◆ **SUPPLIED TEXT**:
Segment Open
Severe Cases: Months, With Higher Stakes
Severe alcoholic hepatitis is a medical emergency. Roughly speaking, if your blood work shows significantly impaired liver function, you’re in this category. The acute phase typically requires a hospital stay that can stretch from one to several weeks, and full recovery (if it happens) takes months rather than weeks.
For severe cases, doctors may prescribe a course of corticosteroids to reduce liver inflammation. Response to this treatment is assessed early, often within the first four to seven days. If blood work shows meaningful improvement during that window, steroids are continued for a full course (typically about four weeks). If there’s no improvement, steroids are stopped because continuing them offers no survival benefit and increases infection risk in patients whose immune systems are already compromised.
Even with successful treatment, recovery from a severe episode is slow. Jaundice can take weeks to months to fully clear. Fluid buildup in the abdomen (ascites) may persist for months and require ongoing management. Many patients feel profoundly fatigued for three to six months or longer as the liver gradually heals.
When the Damage Becomes Permanent
The liver has a remarkable ability to regenerate, but that ability has limits. With each episode of alcoholic hepatitis, the liver replaces some of its healthy tissue with scar tissue (fibrosis). If enough scarring accumulates, it becomes cirrhosis, which is irreversible.
A significant portion of people who have had alcoholic hepatitis already have some degree of cirrhosis by the time they’re diagnosed. If the scarring is early-stage, stopping alcohol can halt further damage and allow the remaining healthy liver tissue to compensate. You may still function well for years or decades. But if cirrhosis is advanced, the liver can’t recover its full function regardless of abstinence. At that point, the question shifts from “how long does hepatitis last” to “how well can the remaining liver function be preserved,” and in the most severe cases, liver transplantation becomes the only definitive option.
Segment Closed
◆ **EXTRACTED INFORMATION**:
Segment Open
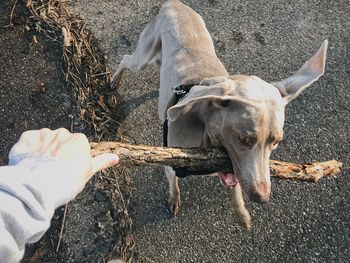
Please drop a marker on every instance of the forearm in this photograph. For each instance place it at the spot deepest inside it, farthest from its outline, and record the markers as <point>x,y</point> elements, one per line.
<point>29,194</point>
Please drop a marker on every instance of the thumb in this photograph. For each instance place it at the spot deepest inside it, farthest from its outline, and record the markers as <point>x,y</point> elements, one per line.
<point>103,161</point>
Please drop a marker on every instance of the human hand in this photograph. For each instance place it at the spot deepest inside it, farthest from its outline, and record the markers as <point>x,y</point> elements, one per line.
<point>73,150</point>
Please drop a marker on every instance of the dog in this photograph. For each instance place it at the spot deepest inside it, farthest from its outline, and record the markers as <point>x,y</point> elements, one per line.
<point>243,114</point>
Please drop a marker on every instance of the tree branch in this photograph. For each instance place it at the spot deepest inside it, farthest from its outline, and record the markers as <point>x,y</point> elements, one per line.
<point>208,159</point>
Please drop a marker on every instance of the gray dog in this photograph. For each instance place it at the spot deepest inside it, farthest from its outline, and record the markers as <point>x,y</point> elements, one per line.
<point>244,114</point>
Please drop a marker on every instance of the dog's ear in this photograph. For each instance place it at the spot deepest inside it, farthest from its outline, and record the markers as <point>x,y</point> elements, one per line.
<point>311,71</point>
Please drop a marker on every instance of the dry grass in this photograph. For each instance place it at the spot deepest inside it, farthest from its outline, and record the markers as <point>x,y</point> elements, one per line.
<point>89,79</point>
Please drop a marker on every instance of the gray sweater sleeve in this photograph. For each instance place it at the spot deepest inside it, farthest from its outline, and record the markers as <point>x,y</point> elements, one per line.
<point>30,190</point>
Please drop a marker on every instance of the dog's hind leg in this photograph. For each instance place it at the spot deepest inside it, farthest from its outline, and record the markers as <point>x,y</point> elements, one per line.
<point>148,51</point>
<point>174,191</point>
<point>240,210</point>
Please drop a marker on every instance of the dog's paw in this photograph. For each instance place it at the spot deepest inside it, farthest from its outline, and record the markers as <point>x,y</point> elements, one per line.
<point>244,219</point>
<point>174,204</point>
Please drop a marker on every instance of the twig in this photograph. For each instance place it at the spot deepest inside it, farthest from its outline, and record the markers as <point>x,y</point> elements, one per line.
<point>62,227</point>
<point>208,160</point>
<point>12,13</point>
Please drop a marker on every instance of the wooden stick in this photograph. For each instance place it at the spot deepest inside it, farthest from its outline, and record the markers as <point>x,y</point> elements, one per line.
<point>208,159</point>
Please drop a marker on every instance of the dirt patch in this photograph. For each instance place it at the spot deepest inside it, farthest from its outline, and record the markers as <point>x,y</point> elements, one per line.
<point>47,82</point>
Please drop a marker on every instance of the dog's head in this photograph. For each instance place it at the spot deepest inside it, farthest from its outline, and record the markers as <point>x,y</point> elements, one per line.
<point>245,115</point>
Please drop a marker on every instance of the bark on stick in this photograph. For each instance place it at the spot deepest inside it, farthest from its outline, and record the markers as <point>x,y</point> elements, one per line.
<point>209,159</point>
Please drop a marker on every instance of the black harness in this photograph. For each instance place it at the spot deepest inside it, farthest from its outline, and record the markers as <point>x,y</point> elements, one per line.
<point>180,92</point>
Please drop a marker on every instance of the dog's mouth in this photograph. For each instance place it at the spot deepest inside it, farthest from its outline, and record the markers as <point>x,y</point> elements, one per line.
<point>229,180</point>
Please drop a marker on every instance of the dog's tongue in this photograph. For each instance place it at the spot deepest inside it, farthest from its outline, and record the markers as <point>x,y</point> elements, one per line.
<point>228,179</point>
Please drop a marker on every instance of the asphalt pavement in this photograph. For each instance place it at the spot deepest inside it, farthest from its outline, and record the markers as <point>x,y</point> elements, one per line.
<point>304,222</point>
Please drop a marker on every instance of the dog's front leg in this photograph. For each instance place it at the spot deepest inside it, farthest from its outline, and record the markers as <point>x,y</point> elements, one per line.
<point>148,52</point>
<point>242,214</point>
<point>174,191</point>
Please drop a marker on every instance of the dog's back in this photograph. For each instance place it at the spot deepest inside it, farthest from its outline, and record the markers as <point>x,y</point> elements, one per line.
<point>187,50</point>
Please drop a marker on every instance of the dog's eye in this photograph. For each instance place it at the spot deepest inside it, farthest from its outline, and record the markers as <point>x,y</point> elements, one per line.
<point>249,140</point>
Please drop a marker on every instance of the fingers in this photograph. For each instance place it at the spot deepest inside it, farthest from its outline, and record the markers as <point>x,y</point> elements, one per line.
<point>103,161</point>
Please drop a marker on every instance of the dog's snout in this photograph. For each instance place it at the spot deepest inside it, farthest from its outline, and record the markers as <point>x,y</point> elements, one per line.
<point>261,194</point>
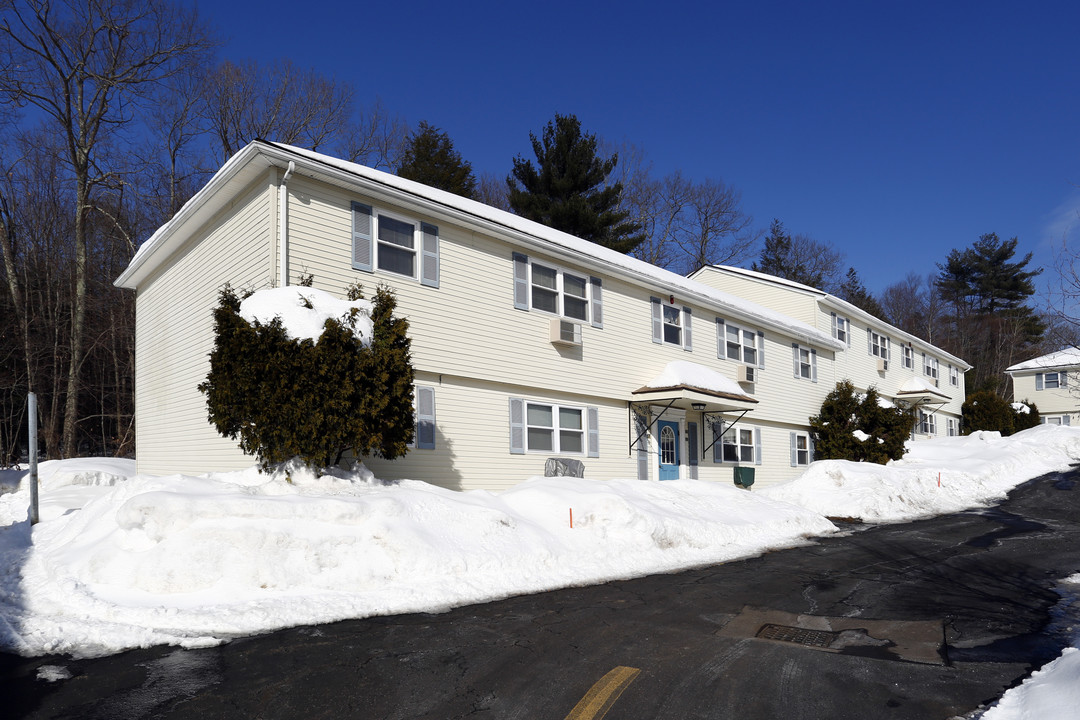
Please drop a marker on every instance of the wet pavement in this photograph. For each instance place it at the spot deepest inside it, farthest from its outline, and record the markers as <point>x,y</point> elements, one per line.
<point>922,620</point>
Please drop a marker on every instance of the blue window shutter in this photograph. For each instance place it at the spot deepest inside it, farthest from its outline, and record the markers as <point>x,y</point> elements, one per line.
<point>640,425</point>
<point>521,282</point>
<point>593,418</point>
<point>597,288</point>
<point>691,449</point>
<point>658,321</point>
<point>362,236</point>
<point>516,425</point>
<point>429,252</point>
<point>426,418</point>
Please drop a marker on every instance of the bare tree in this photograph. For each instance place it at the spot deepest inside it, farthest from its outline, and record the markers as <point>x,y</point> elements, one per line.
<point>82,66</point>
<point>280,103</point>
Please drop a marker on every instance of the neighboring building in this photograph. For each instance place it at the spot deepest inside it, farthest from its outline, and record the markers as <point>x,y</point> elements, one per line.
<point>903,368</point>
<point>1052,382</point>
<point>528,343</point>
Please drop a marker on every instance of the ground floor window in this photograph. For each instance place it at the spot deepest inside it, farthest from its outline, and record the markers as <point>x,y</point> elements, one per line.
<point>801,449</point>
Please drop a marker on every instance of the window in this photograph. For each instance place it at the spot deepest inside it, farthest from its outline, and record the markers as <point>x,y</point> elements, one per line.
<point>928,423</point>
<point>739,343</point>
<point>553,429</point>
<point>423,398</point>
<point>397,244</point>
<point>841,329</point>
<point>878,345</point>
<point>805,361</point>
<point>673,329</point>
<point>551,289</point>
<point>739,445</point>
<point>801,450</point>
<point>930,367</point>
<point>559,293</point>
<point>1051,380</point>
<point>671,324</point>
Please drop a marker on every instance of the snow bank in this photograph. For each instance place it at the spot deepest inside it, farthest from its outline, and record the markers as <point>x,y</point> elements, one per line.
<point>196,560</point>
<point>973,471</point>
<point>305,310</point>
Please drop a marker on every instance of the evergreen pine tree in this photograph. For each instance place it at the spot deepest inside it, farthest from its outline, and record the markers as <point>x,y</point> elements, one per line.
<point>566,189</point>
<point>430,158</point>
Segment Closed
Please return the passage of the alcoholic hepatitis text from "A significant portion" up to and including "only definitive option.", word for word.

A significant portion of people who have had alcoholic hepatitis already have some degree of cirrhosis by the time they’re diagnosed. If the scarring is early-stage, stopping alcohol can halt further damage and allow the remaining healthy liver tissue to compensate. You may still function well for years or decades. But if cirrhosis is advanced, the liver can’t recover its full function regardless of abstinence. At that point, the question shifts from “how long does hepatitis last” to “how well can the remaining liver function be preserved,” and in the most severe cases, liver transplantation becomes the only definitive option.